• **Extract**:
_ _ _
Thursday, October 28, 2010

Is this safe to eat?

Due to the massive storm that hit the Midwest earlier this week, we lost power at our house for 18 hours. After it came back on, we did the usual - reset the clocks, purge the air in the water lines (we have a private well - no electricity means no water means the system loses pressure and lets in air) and then the nasty task of triage in the fridge: what do we keep and what do we toss.

In a previous employment situation, I worked on developing a time-temperature indicator. Perishable foods are sensitive to both time and temperature - you can't keep food safe forever even if the storage temperature is ideal - the degradation kinetics still keep clicking, albeit slower at lower temperatures. As with any chemical reaction, the kinetics are governed by the Arrhenius equation:r = A exp (-Ea/RT), although it is usually plotted on a semilog plot where the slope is -Ea and the intercept is ln(A). The higher Ea is, the more sensitive it is to temperature variations.

So given this, we looked in the fridge. We had cups of yogurt (expiration date in about 1 week) and cups of pre-made pudding (expiration date sometime next year). You may be shocked, but I pitched the puddings.
_ _ _
• **Stored records**:

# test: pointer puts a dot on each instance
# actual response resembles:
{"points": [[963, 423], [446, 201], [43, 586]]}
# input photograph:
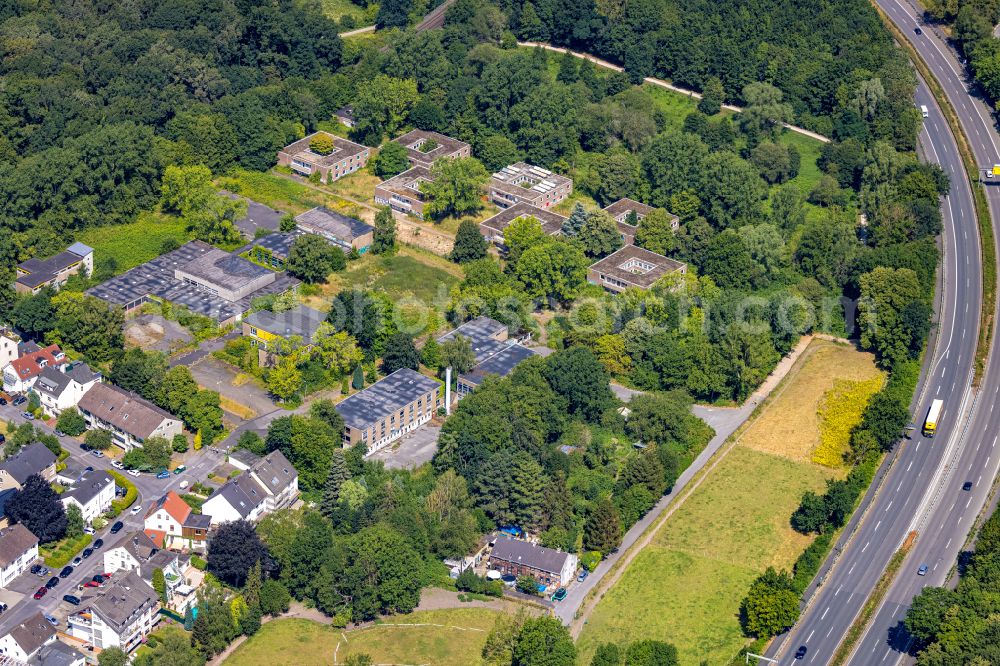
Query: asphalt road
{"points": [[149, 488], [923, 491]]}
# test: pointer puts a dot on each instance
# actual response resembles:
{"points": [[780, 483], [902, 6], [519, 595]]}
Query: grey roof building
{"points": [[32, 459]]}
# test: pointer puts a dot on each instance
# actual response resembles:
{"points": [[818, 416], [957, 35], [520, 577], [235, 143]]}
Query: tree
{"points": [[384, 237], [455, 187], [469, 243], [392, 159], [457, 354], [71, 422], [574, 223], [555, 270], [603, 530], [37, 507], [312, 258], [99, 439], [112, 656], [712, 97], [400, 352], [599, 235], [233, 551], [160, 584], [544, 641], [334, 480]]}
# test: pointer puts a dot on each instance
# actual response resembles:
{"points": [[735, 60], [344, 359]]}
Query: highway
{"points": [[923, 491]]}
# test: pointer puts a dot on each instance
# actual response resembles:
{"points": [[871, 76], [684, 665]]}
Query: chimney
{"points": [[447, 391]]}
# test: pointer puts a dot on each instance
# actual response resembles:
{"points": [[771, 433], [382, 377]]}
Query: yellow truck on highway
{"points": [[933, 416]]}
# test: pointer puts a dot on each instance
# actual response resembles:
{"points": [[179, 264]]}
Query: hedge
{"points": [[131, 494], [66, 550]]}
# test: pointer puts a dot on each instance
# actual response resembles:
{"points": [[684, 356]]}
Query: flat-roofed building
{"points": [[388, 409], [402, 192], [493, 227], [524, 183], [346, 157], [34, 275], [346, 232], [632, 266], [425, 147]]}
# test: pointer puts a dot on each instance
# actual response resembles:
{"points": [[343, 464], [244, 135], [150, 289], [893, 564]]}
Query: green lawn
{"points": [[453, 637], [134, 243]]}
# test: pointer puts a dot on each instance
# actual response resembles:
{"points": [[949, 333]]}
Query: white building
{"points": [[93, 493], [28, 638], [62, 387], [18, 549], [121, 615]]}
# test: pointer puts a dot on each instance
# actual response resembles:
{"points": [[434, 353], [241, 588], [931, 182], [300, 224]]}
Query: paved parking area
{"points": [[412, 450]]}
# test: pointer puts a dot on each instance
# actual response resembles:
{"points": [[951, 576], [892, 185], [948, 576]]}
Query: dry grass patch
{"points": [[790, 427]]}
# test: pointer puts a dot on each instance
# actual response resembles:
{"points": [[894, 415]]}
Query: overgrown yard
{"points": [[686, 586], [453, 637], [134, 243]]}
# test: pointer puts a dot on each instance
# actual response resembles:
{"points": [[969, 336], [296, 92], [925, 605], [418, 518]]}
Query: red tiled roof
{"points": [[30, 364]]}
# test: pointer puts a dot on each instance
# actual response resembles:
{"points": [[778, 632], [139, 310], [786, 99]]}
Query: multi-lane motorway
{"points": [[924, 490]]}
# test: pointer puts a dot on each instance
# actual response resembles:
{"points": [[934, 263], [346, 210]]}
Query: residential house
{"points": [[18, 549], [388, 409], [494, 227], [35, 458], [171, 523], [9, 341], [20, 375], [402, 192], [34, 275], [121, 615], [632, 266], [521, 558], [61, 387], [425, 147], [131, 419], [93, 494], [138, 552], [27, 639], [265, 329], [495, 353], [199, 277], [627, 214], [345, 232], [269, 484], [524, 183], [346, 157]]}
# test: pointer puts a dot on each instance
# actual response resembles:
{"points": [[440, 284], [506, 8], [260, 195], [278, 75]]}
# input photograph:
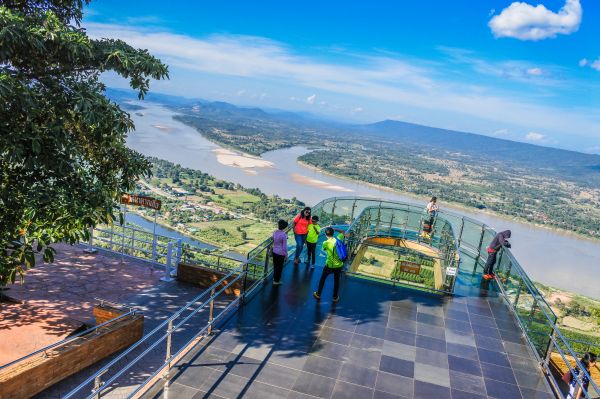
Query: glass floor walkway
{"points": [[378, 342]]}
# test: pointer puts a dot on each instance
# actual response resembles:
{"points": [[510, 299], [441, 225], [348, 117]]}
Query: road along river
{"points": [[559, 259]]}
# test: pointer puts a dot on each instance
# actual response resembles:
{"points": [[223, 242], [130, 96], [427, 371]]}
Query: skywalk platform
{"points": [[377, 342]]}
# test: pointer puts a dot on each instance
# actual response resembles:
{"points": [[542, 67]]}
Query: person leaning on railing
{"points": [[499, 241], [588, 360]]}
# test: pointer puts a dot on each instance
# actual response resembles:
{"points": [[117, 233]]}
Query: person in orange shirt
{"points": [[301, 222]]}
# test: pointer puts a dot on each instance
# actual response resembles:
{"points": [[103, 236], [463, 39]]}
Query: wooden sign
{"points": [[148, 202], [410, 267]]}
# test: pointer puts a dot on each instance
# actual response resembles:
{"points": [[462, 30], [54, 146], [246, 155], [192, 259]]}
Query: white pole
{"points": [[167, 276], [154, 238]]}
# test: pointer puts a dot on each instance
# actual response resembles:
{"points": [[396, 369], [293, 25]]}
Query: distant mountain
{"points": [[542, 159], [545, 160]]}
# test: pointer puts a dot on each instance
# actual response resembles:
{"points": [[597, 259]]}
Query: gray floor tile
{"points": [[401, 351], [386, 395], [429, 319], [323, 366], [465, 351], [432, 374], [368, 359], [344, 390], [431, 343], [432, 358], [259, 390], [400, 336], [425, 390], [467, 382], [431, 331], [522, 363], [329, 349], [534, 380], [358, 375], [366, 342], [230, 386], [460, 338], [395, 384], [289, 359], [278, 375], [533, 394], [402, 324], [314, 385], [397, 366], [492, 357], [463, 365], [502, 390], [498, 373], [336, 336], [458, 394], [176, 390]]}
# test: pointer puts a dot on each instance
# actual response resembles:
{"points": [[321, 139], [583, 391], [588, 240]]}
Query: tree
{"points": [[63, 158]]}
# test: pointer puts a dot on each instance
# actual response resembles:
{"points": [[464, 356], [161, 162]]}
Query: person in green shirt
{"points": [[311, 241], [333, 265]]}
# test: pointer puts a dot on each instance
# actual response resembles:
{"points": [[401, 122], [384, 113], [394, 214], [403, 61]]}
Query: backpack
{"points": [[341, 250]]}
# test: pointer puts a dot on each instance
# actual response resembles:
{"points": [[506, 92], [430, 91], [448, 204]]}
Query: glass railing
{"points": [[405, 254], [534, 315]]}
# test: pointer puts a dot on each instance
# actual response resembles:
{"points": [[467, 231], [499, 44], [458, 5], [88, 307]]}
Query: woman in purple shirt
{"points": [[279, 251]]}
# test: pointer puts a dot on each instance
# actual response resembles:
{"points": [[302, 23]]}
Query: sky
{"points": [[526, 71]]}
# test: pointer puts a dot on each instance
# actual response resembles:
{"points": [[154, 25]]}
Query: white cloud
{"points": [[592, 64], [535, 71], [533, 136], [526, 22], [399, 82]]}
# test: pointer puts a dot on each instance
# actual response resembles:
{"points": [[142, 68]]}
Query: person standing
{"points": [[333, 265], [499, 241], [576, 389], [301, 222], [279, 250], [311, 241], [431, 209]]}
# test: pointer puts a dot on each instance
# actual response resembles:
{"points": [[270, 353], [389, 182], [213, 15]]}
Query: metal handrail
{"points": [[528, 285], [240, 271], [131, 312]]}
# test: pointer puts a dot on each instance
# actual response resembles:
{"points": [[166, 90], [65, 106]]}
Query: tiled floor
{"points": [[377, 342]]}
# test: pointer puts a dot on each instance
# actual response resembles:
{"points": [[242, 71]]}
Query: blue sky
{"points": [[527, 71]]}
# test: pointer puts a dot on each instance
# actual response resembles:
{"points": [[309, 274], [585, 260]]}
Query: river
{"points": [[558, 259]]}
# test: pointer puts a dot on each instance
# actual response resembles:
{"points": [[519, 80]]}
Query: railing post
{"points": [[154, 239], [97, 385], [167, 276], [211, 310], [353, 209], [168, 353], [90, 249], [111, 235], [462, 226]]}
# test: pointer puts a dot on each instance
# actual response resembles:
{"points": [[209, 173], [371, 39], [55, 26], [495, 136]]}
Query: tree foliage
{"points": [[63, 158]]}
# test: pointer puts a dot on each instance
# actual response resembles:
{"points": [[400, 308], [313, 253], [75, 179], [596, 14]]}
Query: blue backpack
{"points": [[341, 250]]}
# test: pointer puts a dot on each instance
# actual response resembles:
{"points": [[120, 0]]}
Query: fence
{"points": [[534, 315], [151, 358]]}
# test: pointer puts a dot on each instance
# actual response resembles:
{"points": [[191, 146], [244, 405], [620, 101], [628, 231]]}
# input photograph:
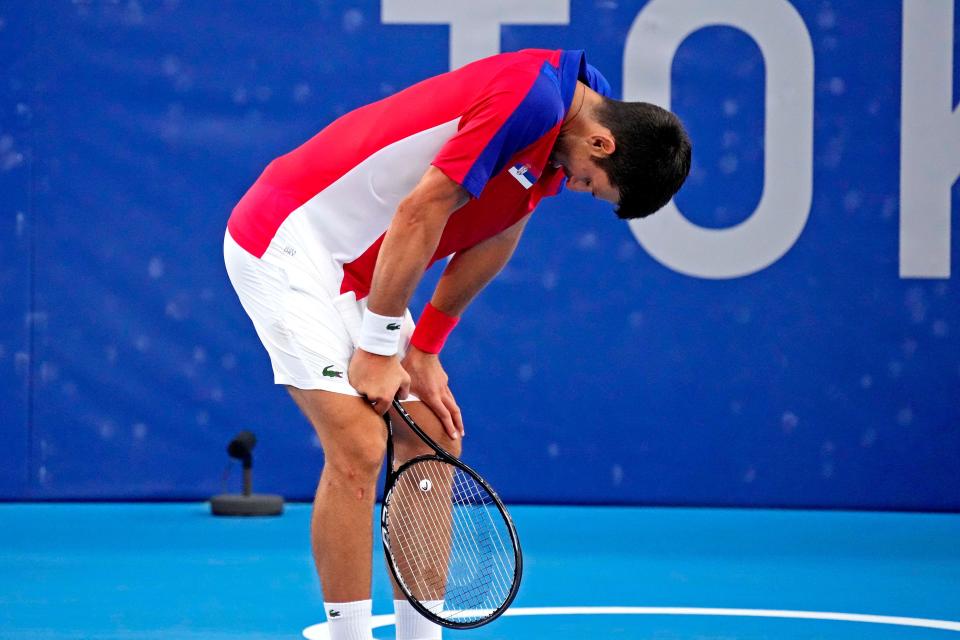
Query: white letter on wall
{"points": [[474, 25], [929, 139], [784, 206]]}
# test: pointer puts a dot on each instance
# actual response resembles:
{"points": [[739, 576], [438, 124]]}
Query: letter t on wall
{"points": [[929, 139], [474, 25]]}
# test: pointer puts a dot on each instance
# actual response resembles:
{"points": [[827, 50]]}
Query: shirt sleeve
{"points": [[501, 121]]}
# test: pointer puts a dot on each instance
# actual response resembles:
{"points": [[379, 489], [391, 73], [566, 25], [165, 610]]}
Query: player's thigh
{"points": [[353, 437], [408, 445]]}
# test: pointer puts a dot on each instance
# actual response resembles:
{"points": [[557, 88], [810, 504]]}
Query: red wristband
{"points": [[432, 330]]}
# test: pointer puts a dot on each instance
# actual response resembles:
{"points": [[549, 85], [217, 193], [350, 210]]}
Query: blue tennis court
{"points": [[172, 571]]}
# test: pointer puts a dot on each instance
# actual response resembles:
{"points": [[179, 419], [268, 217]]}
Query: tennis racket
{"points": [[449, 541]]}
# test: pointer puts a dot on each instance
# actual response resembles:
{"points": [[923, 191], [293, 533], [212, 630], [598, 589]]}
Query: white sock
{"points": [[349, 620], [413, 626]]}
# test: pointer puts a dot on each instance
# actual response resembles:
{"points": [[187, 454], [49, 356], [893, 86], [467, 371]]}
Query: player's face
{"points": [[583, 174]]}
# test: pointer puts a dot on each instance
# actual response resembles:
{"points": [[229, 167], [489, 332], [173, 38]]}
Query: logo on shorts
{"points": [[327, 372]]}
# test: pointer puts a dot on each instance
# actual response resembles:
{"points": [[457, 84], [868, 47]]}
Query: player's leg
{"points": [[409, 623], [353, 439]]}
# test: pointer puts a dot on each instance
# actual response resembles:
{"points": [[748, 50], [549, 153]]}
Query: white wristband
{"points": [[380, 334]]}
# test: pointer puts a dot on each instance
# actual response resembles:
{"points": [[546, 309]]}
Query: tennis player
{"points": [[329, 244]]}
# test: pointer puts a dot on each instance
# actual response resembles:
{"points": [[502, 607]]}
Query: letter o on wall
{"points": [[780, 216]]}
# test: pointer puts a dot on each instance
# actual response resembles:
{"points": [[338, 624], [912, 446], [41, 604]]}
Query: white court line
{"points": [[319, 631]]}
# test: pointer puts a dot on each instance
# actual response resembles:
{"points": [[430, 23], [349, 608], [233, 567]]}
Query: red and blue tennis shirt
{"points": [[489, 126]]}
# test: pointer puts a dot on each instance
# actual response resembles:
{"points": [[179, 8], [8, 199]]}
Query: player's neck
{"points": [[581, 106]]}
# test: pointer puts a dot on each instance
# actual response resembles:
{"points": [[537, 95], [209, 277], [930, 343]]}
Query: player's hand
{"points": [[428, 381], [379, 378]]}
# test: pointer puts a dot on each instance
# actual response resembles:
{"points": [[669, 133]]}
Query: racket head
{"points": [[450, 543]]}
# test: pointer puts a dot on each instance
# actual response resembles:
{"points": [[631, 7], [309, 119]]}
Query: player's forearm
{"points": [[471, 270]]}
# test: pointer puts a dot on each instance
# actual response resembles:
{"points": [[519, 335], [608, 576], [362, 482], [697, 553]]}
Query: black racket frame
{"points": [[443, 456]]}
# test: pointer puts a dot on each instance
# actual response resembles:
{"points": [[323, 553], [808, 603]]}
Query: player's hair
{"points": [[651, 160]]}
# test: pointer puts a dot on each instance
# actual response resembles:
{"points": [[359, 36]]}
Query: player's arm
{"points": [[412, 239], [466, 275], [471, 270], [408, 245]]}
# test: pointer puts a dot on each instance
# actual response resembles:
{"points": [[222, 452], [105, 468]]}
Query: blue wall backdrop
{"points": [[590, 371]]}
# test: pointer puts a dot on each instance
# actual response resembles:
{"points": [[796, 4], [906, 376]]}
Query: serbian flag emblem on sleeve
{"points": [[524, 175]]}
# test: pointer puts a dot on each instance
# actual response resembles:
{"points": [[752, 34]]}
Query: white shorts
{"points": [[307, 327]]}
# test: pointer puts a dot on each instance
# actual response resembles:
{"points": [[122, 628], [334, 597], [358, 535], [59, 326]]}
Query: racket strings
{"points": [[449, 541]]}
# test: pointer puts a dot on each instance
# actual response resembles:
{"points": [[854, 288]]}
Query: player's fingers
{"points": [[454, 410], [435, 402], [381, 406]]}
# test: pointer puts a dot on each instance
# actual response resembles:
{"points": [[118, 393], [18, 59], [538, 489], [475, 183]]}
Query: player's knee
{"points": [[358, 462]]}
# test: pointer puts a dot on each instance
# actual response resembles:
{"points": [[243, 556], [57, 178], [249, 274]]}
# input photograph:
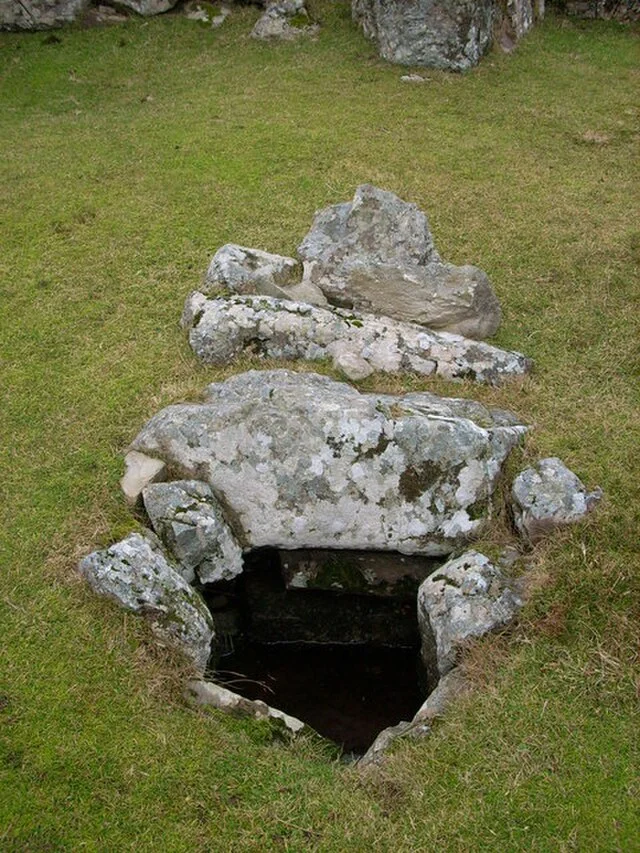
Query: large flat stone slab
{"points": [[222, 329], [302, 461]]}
_ _ _
• **What to work on**:
(1) In the blog post about the power outage, translate the sentence "You may be shocked, but I pitched the puddings." into Spanish.
(2) Extend the blog post about the power outage by writing what comes next after its final sentence.

• **Answers to the exercise**:
(1) Puede que te sorprenda, pero tiré los pudines.

(2)
Why? Keep in mind that these are all perishable food items that need to be refrigerated at all times - that means that at room temperature, they have a short shelf life. But since the puddings have such a long shelf life at proper storage temperatures, that means they have a very high activation energy, and that they suffered far more from the fridge warming up (it was 55 oF when the electricity came back on.)

Similarly, in the freezer we had some ground beef that is stored in a modified atmosphere package, a package which also elevates the activation energy for the degradation. We ate it last night, or else I would have pitched it.

Modern food preservation techniques are all prone to this problem: they increase the shelf life at proper temperatures but do little to help at abusive storage conditions. People see the long shelf life dates and feel reassured.

1 comment:

Anonymous said...

great insight. thank you!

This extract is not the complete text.